(Saved data entries)
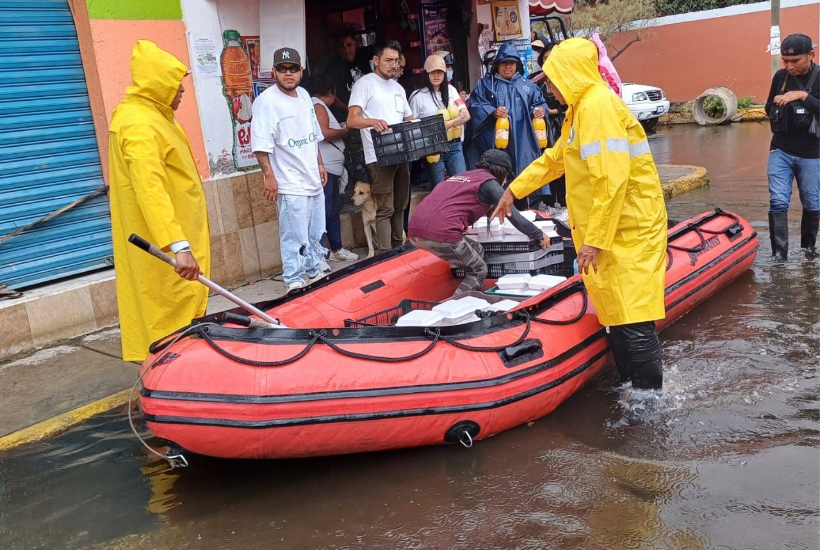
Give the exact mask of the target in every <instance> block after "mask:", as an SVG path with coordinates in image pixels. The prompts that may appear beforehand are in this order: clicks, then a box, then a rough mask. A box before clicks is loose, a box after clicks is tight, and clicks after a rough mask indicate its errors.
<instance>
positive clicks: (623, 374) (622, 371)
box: [609, 327, 632, 384]
mask: <svg viewBox="0 0 820 550" xmlns="http://www.w3.org/2000/svg"><path fill="white" fill-rule="evenodd" d="M609 345H610V347H611V348H612V357H613V358H614V359H615V366H616V367H618V374H619V375H620V376H621V384H625V383H627V382H629V381H630V380H632V369H631V368H630V366H629V345H628V344H627V342H626V337H625V336H624V334H623V332H622V331H621V330H620V327H609Z"/></svg>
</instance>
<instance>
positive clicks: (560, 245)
mask: <svg viewBox="0 0 820 550" xmlns="http://www.w3.org/2000/svg"><path fill="white" fill-rule="evenodd" d="M481 247H482V248H483V249H484V253H485V254H523V253H528V252H538V251H539V250H544V249H542V248H541V243H540V242H536V241H524V242H496V243H481ZM563 249H564V242H563V239H562V238H561V237H560V236H556V237H550V247H549V248H548V249H547V250H550V251H553V250H563Z"/></svg>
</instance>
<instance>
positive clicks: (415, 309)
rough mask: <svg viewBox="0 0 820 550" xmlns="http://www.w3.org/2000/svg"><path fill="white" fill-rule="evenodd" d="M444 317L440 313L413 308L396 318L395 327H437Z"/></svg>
mask: <svg viewBox="0 0 820 550" xmlns="http://www.w3.org/2000/svg"><path fill="white" fill-rule="evenodd" d="M443 320H444V318H443V317H442V316H441V314H440V313H437V312H435V311H427V310H425V309H414V310H413V311H411V312H410V313H407V314H405V315H402V316H401V317H399V318H398V320H396V326H397V327H437V326H439V325H440V324H441V322H442V321H443Z"/></svg>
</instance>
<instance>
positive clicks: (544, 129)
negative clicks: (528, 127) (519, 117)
mask: <svg viewBox="0 0 820 550" xmlns="http://www.w3.org/2000/svg"><path fill="white" fill-rule="evenodd" d="M532 128H533V130H535V138H536V139H537V140H538V147H540V148H541V149H544V148H545V147H546V146H547V123H546V122H544V119H543V118H533V119H532Z"/></svg>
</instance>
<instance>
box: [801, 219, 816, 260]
mask: <svg viewBox="0 0 820 550" xmlns="http://www.w3.org/2000/svg"><path fill="white" fill-rule="evenodd" d="M818 227H820V210H803V219H802V220H800V248H802V249H804V250H805V251H806V255H811V256H814V255H816V254H817V247H816V246H817V229H818Z"/></svg>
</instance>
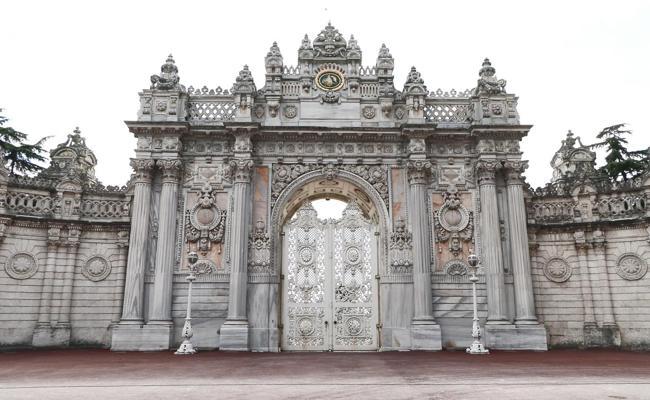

*WHAT IS REQUIRED*. Strip out the images, then output the records above word for word.

*SOLUTION*.
Give the exact mask of the target in every <instance> block after "mask:", as an SVG path with coordinates in image pixels. The prompts that may appear beforehand are in this order: clicks, then a box, then a rough mask. A box before clicks is loose, a box after clicks is tight, and clicks after a rough mask indicate its errors.
<instance>
positive clicks: (623, 374) (622, 371)
box: [609, 327, 632, 384]
mask: <svg viewBox="0 0 820 550" xmlns="http://www.w3.org/2000/svg"><path fill="white" fill-rule="evenodd" d="M609 345H610V347H611V348H612V357H613V358H614V359H615V366H616V367H618V374H619V375H620V376H621V384H625V383H627V382H629V381H630V380H632V369H631V368H630V366H629V345H628V344H627V342H626V337H625V336H624V334H623V332H622V331H621V330H620V327H609Z"/></svg>
</instance>
<instance>
positive clicks: (560, 245)
mask: <svg viewBox="0 0 820 550" xmlns="http://www.w3.org/2000/svg"><path fill="white" fill-rule="evenodd" d="M481 247H482V248H483V249H484V253H485V254H523V253H528V252H538V251H539V250H544V249H542V248H541V243H540V242H536V241H524V242H496V243H481ZM563 249H564V242H563V239H562V238H561V237H560V236H556V237H550V247H549V248H548V249H547V250H550V251H553V250H563Z"/></svg>
</instance>
<instance>
positive clicks: (415, 309)
rough mask: <svg viewBox="0 0 820 550" xmlns="http://www.w3.org/2000/svg"><path fill="white" fill-rule="evenodd" d="M444 317L440 313L413 308L396 318L395 327H437Z"/></svg>
mask: <svg viewBox="0 0 820 550" xmlns="http://www.w3.org/2000/svg"><path fill="white" fill-rule="evenodd" d="M443 320H444V318H443V317H442V316H441V314H440V313H437V312H435V311H427V310H425V309H414V310H413V311H411V312H410V313H407V314H405V315H402V316H401V317H399V318H398V320H396V326H397V327H437V326H439V325H440V324H441V322H442V321H443Z"/></svg>
</instance>
<instance>
positive clicks: (544, 129)
negative clicks: (528, 127) (519, 117)
mask: <svg viewBox="0 0 820 550" xmlns="http://www.w3.org/2000/svg"><path fill="white" fill-rule="evenodd" d="M532 128H533V130H535V138H536V139H537V140H538V147H540V148H541V149H544V148H545V147H546V146H547V123H546V122H544V119H543V118H533V119H532Z"/></svg>
</instance>
<instance>
box: [801, 219, 816, 260]
mask: <svg viewBox="0 0 820 550" xmlns="http://www.w3.org/2000/svg"><path fill="white" fill-rule="evenodd" d="M818 227H820V210H803V219H802V220H800V248H802V249H804V250H805V251H806V255H811V256H814V255H816V254H817V247H816V246H817V229H818Z"/></svg>
</instance>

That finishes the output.